--- Provided data Enclosed Below ---

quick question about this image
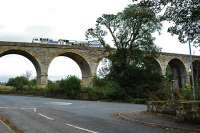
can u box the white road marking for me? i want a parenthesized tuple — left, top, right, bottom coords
(20, 107, 35, 110)
(37, 113, 55, 121)
(0, 107, 10, 109)
(64, 123, 99, 133)
(20, 107, 37, 113)
(0, 106, 38, 112)
(47, 102, 72, 106)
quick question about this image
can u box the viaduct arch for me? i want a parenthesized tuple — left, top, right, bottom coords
(0, 49, 41, 84)
(48, 52, 93, 86)
(0, 41, 106, 87)
(0, 41, 200, 88)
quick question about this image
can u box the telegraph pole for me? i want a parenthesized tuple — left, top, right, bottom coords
(188, 30, 195, 100)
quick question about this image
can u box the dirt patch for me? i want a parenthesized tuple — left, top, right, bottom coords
(0, 115, 23, 133)
(113, 111, 200, 133)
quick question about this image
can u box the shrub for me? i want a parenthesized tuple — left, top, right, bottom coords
(6, 76, 30, 91)
(0, 85, 15, 94)
(59, 76, 81, 98)
(29, 79, 37, 86)
(148, 82, 195, 101)
(147, 79, 172, 101)
(84, 77, 124, 100)
(127, 98, 146, 104)
(81, 87, 100, 100)
(102, 80, 124, 100)
(45, 81, 61, 97)
(179, 85, 193, 100)
(82, 78, 146, 102)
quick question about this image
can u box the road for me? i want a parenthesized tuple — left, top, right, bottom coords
(0, 95, 172, 133)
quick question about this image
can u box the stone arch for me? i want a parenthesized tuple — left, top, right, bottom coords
(144, 57, 162, 75)
(192, 60, 200, 88)
(166, 58, 187, 89)
(0, 49, 42, 85)
(48, 52, 92, 86)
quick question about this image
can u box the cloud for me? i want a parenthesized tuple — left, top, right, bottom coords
(25, 25, 53, 37)
(0, 25, 54, 42)
(0, 32, 31, 42)
(0, 25, 5, 30)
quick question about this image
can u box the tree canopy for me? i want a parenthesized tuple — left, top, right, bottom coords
(86, 4, 163, 98)
(86, 4, 161, 63)
(136, 0, 200, 44)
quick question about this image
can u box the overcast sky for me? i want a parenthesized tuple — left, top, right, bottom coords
(0, 0, 198, 81)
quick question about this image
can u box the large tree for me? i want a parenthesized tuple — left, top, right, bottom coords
(86, 4, 162, 98)
(135, 0, 200, 44)
(135, 0, 200, 97)
(86, 4, 161, 63)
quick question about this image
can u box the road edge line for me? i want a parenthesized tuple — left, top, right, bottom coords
(64, 123, 99, 133)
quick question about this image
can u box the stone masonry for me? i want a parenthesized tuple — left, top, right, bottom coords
(0, 41, 199, 88)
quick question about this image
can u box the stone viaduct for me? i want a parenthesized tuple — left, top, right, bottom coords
(0, 41, 200, 88)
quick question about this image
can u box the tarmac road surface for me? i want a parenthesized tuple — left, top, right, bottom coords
(0, 95, 173, 133)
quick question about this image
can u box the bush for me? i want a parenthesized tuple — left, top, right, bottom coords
(100, 80, 125, 100)
(0, 85, 15, 94)
(179, 85, 193, 100)
(81, 77, 125, 100)
(107, 59, 164, 99)
(148, 82, 196, 101)
(37, 76, 81, 98)
(80, 87, 99, 100)
(127, 98, 146, 104)
(147, 79, 171, 101)
(6, 76, 30, 91)
(45, 81, 61, 97)
(81, 78, 146, 102)
(59, 76, 81, 98)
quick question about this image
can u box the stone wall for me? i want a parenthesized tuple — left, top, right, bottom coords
(147, 100, 200, 123)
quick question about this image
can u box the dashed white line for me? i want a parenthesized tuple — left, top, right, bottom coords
(64, 123, 99, 133)
(0, 106, 98, 133)
(47, 102, 72, 106)
(20, 107, 37, 112)
(20, 107, 36, 110)
(0, 107, 37, 112)
(0, 107, 9, 109)
(37, 113, 55, 121)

--- End of Enclosed Provided data ---

With the line that contains "can u box the dashed" as your start, reproduce the data above exactly through its last line, and nothing before that start.

can u box the dashed white line for me? i want a parenthesized tuple — left, top, right, bottom coords
(64, 123, 99, 133)
(0, 106, 98, 133)
(47, 102, 72, 106)
(20, 107, 37, 112)
(20, 107, 36, 110)
(0, 107, 37, 112)
(0, 107, 9, 109)
(37, 113, 55, 121)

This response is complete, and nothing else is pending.